DATA CLK  VOLTAGE SIGNAL
------------------------
low  low  +0V     SYNC
high low  +0V     SYNC
low  high ~+0.5V  black
high high +5V     white

We need all three of these. Black and white for the graphics (yes, we only have two "colors"), and sync for both horizontal and vertical PAL sync pulses. (See this post from Martin Hinner for more about the PAL signal).

(Note that it's also possible to attach the resistor to the CLK line. It depends on which bit combinations in $1800 you'd like to use to generate SYNC and black levels.)

Here are the bit assignments for resistor at DATA (like in freespin). Note that signals get inverted on the 1541 board, so a "0" produces +5V.

DATA OUT | CLOCK OUT | ATNA OUT | Result
----------------------------------------
0        | 1         | 0        | Sync
1        | 1         | 0        | Sync
0        | 1         | 1        | Sync
1        | 1         | 1        | Sync
0        | 0         | 0        | White
1        | 0         | 0        | Black
0        | 0         | 1        | Black
1        | 0         | 1        | Black

Generating "pixels"

This wiring allows us to generate all the necessary voltage levels. But we still have to generate a valid signal. Every single raster line, we have generate sync pulse by pulling both DATA and CLK to ground for 5 - 8 μs. And of course, we have to switch back and fro between black and white. Since the 6502 runs at 1Mhz, a single CPU cycle is already 8 horizontal pixels. But writing 1800 takes 4 cycles, so every switch between white and black is always at least 32 pixels wide. This is perhaps the biggest restriction of 1541tros, and dictated most of the effects. (Oldschool effects, like rasterbars, chessboards etc. tend to work nicely)

As an illustration, here's how we designed the plasma effect:

The code

In a 1541tro, the CPU has to do everything: Video signal generation, sound generation, disk reading and decoding. There are no sound chips or video chips to help with that. The only other workers on the board are the two 6522 I/O chips, which generate the square waves that make up the music.

What do we have to do? We're bitbanging the S-Video signal, so at every horizontal line of the screen, we have to generate an "HSYNC" pulse and put some "pixels" on the screen. We also have to generate the sound. It has proven useful to do that at the same time, since it actually involves the same I/O registers.

This is our TODO list for every raster line:

Note that most emulators are blissfully unaware that you even can read out the rectangle wave from a 6522. It took us some experimentation with a 6522 on a breadboard:

Turns out this is actually possible.

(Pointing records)
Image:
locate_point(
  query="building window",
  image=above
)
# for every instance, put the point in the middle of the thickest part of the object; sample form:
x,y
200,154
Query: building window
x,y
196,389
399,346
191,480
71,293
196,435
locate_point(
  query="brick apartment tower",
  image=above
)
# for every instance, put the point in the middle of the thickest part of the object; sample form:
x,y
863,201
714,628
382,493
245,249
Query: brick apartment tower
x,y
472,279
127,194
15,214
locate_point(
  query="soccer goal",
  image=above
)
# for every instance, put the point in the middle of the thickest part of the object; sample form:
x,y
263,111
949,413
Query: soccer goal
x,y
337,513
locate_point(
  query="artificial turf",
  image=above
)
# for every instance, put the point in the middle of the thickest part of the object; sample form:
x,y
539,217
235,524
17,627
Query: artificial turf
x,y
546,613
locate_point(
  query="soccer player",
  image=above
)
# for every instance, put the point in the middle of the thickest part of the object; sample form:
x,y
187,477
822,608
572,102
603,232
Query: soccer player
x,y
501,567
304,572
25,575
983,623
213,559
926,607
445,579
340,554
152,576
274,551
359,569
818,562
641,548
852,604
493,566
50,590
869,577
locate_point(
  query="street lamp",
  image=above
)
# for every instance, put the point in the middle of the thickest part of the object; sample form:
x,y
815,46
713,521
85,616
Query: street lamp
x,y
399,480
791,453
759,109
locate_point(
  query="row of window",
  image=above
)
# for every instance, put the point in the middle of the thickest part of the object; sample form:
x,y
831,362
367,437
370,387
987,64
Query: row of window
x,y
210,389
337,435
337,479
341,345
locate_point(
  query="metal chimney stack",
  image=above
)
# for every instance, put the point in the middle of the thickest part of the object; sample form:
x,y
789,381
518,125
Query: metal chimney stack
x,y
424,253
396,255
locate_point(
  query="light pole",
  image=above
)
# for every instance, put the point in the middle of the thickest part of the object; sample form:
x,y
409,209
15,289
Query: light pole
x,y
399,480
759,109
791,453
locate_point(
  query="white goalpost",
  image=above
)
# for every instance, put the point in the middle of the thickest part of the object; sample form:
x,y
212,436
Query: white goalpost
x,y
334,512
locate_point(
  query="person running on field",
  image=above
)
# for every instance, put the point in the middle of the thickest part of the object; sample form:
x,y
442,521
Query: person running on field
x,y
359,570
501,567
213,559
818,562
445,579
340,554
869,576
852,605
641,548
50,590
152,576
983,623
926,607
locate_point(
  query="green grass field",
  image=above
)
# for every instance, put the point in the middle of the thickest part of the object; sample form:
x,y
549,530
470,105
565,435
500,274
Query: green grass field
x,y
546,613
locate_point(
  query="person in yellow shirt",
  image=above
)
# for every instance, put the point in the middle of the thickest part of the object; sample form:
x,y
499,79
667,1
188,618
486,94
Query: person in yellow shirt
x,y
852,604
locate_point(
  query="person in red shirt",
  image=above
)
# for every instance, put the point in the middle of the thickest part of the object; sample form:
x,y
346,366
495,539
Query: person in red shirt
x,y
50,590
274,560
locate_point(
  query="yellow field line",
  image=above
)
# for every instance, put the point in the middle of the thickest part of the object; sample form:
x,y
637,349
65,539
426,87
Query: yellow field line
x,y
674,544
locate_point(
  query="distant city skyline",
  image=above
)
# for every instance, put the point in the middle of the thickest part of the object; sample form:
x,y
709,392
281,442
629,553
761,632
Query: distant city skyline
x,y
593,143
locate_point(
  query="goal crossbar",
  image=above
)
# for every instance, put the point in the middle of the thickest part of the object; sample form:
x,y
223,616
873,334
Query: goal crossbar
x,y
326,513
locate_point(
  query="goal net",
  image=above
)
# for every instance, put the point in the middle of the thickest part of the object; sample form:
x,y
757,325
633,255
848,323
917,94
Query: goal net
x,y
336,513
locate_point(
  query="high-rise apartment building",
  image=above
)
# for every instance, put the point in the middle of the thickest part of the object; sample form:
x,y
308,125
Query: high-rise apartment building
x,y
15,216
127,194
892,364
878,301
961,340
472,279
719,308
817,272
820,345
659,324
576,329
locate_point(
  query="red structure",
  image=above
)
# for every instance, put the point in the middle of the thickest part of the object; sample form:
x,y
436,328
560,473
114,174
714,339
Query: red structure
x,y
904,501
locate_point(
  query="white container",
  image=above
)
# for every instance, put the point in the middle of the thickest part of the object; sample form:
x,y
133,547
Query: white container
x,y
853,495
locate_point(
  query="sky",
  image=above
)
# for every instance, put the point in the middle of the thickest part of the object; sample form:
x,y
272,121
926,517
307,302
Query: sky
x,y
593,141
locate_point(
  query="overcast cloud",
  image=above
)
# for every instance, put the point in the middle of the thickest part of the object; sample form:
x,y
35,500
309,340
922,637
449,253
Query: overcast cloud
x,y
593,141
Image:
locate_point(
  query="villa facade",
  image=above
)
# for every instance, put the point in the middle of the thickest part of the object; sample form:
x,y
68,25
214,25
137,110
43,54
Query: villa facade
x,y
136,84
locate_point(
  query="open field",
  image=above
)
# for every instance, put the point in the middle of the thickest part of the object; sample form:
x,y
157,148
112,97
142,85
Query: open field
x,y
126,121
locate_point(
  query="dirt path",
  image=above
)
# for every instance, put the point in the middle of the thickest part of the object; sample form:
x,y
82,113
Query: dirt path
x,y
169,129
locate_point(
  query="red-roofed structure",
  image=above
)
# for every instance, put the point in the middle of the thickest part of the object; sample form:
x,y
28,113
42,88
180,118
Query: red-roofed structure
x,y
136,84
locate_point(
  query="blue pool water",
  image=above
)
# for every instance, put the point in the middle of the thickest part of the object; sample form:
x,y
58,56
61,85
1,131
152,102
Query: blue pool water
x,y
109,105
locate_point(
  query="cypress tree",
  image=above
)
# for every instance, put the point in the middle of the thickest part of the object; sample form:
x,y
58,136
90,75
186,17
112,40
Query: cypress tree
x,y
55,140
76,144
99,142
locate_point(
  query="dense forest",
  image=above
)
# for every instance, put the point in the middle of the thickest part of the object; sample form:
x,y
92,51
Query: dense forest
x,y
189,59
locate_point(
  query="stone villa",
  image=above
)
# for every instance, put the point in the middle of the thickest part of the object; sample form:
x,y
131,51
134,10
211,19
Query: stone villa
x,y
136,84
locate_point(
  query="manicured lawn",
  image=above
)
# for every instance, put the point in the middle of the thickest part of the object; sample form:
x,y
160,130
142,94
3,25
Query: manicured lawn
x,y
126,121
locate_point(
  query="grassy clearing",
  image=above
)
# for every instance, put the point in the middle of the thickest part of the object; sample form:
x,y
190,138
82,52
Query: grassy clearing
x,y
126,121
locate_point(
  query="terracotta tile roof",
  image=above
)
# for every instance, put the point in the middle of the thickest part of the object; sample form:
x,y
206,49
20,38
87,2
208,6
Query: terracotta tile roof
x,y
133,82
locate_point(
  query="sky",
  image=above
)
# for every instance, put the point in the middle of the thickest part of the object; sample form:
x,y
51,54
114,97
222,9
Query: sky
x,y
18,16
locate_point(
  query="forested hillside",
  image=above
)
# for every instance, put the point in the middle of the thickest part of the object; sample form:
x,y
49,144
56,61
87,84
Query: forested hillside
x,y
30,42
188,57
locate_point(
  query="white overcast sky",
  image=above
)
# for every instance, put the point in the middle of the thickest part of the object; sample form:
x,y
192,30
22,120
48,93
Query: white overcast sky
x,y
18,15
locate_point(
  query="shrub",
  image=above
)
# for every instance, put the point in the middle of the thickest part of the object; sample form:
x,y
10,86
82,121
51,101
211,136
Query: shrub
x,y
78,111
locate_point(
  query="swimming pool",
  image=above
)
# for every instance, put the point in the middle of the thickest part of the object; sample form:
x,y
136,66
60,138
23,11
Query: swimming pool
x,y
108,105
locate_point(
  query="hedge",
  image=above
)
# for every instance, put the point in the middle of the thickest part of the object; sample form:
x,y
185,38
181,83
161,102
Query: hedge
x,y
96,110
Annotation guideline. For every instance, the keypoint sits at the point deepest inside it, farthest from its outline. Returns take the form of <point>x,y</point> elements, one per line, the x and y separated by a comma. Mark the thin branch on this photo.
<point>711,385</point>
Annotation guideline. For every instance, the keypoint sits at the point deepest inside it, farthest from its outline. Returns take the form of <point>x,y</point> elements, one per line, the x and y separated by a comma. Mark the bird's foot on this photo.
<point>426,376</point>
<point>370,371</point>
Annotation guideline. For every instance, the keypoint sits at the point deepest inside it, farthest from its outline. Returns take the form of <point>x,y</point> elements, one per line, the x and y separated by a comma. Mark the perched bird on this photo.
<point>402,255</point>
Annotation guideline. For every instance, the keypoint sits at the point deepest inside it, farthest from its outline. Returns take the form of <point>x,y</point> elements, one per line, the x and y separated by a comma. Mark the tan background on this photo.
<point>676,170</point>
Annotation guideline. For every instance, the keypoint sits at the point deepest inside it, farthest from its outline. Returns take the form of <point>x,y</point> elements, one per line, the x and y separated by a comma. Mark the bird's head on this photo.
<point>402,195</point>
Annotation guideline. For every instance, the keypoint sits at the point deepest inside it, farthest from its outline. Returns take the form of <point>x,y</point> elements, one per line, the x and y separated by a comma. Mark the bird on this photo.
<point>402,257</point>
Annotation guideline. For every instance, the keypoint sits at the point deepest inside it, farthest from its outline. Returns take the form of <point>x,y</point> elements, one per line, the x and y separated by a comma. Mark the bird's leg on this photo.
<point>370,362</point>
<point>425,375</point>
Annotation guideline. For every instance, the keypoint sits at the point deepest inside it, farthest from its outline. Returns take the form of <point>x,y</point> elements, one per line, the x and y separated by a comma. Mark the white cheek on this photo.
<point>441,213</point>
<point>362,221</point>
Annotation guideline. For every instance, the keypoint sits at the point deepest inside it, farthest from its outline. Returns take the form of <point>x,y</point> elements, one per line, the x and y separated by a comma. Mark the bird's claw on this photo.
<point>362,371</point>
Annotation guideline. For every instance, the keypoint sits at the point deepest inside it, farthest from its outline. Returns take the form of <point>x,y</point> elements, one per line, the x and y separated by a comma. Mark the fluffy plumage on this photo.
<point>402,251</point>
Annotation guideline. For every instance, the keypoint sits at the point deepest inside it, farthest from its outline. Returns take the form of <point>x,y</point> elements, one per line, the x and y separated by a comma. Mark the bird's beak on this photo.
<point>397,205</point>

- Tasks to carry out
1. In the 1541tro write-up, how long must DATA and CLK be pulled to ground to produce the sync pulse on each raster line?
2. According to the 1541tro write-up, what jobs must the CPU handle alone in a 1541tro? List every one.
3. Please carry on the 1541tro write-up after its final sentence.

- Answers for this exercise
1. 5 to 8 μs.

2.
- Video signal generation
- Sound generation
- Disk reading
- Decoding

3.
Since the rectange wave is on bit 7 of $1800 (port b of first 6522), and that's the same I/O port we also need to write for generating the HSYNC, we can kill two birds with one ASL:

asl $1800      // start hsync, put bit 7 (wave function) into carry
lda #BLACK     // bit pattern for CLOCK high, DATA low
sta $1800      // end hsync
lda #$04 >> 1  // 4 = motor on.
rol
sta $1c00      // generate sound

You can optimize that further. For example, if we switch from ROL to ADC to get the carry into bit 0, it's possible to find a value for A that works for both $1800 and $1c00, so you can combine the two LDAs. Some effects use this code:

asl $1800
lda #BLACK
sta $1800
adc #TRACK
sta $1c00

This is nice, but as it turns out, you get more interesting sounds out of the 1541 drive if you use two rectangle functions, combined using OR. So you have both I/O chips running timer 1 for music. (This actually provides another challenge: You don't have any timers left capable of being switched to "free-running". So the vertical timing needs to be done with a timer 2 with needs to be reset every VSYNC. But that's a story for a different day)

So now our TODO list has grown. It's now:

It's not quite as straightforward to combine that with the HSYNC code, but after quite some experimentation, we found this:

// assume carry is set
lda $1c00  // Put 2nd wave function into bit 7 of A
rra $1800  // Start hsync. Put OR of 1st and 2nd wave function into C
lda #BLACK|$80|TRACK
rol        // Put sound into low bit. Also set carry back to 1.
sta $1800
sta $1c00

Note the use of the illegal opcode "RRA" here. It has been used before (e.g. in six sprites over FLI), but as far as we're aware, this is the first time a demo uses it on every scanline, in almost every effect. :)

Note that this code, as nice as it is, is a bit finicky to work with: The carry needs to always be 1 at the RRA start, and $1800 needs to be set to black (only on odd tracks, you can use the "black" you already have in A). In other words, this only works for effects for vertical scrollers etc. which have their graphics in the middle of the screen. It doesn't work for rasterline effects where a white color might run all the way to the right edge of the screen.

So whenever we could spare the cycles, we used the more lenient "long" version.

asl $1800      // start hsync, put bit 7 (wave function) into carry
lda #BLACK     // bit pattern for CLOCK high, DATA low
sta $1800      // end hsync
rol            // carry into bit 0
ora $1800
anc #$80
adc #$04|TRACK // Set 'motor on' bit
sta $1c00

Other variations are possible. For example, a version using ARR and CMP proved useful for the rotating checkerboard bar:

asl $1800
arr #$00
cmp $1c00
stx $1800
adc #$04|TRACK
sta $1c00

Code in Off-screen areas

The above makes us generate sound and video in the "visible" areas of the screen.

Most effects in freespin use a resolution of 412x256. We hence have 256 rasterlines of timing-sensitive render logic, and then 56 rasterlines worth of untimed branchy code, in which we don't even bother to generate horizontal syncs. (Commodore 1084 monitors are forgiving about these kind of things)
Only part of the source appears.